• **Goal of the exercise**: Copy the rows from the line containing "Pick out the mowed" through the last row, changing "mowed grass" to "cut grass" and keeping everything else the same.

• **Supplied records**:

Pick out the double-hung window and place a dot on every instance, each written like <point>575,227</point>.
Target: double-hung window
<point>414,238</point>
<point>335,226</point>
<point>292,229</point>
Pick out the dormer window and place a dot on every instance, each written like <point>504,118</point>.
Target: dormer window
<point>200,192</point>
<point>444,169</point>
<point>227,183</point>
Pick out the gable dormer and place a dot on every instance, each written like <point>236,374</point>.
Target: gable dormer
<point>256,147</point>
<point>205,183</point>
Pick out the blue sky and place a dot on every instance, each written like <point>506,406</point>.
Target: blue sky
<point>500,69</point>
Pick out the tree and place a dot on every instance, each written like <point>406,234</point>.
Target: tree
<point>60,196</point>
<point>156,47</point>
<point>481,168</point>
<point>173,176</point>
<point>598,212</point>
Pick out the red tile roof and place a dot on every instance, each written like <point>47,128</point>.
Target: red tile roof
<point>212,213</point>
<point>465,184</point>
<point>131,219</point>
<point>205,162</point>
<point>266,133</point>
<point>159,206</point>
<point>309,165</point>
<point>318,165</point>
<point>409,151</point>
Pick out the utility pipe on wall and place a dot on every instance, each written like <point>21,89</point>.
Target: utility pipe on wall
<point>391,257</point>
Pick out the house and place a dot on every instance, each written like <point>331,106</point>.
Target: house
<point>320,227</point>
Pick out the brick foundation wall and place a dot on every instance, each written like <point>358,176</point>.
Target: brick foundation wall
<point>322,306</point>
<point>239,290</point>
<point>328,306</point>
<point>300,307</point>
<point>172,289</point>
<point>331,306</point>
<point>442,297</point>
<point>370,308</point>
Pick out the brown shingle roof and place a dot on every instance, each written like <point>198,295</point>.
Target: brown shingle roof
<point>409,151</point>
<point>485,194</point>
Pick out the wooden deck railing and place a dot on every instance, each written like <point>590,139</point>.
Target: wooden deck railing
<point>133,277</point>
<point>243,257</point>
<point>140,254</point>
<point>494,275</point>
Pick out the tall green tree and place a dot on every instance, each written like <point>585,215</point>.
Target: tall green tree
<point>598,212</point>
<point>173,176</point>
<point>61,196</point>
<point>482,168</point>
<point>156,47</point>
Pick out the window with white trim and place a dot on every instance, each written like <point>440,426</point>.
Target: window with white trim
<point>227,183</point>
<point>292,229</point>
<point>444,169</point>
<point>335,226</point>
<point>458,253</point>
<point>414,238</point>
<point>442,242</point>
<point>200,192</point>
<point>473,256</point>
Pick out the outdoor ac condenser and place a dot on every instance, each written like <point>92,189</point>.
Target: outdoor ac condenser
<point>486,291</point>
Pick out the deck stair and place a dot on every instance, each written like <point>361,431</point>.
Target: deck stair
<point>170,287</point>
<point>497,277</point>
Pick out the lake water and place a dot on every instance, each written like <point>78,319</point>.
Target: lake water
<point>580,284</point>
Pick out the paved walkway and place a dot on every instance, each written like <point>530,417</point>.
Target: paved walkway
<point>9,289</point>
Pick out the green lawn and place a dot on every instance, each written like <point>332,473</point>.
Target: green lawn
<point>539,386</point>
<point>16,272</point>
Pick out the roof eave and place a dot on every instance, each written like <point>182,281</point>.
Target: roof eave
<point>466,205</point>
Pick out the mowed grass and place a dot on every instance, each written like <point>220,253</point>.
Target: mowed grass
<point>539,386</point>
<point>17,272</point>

• **Exercise solution**:
Pick out the cut grass and place a dot on every instance, each written like <point>220,253</point>.
Target: cut grass
<point>539,386</point>
<point>17,272</point>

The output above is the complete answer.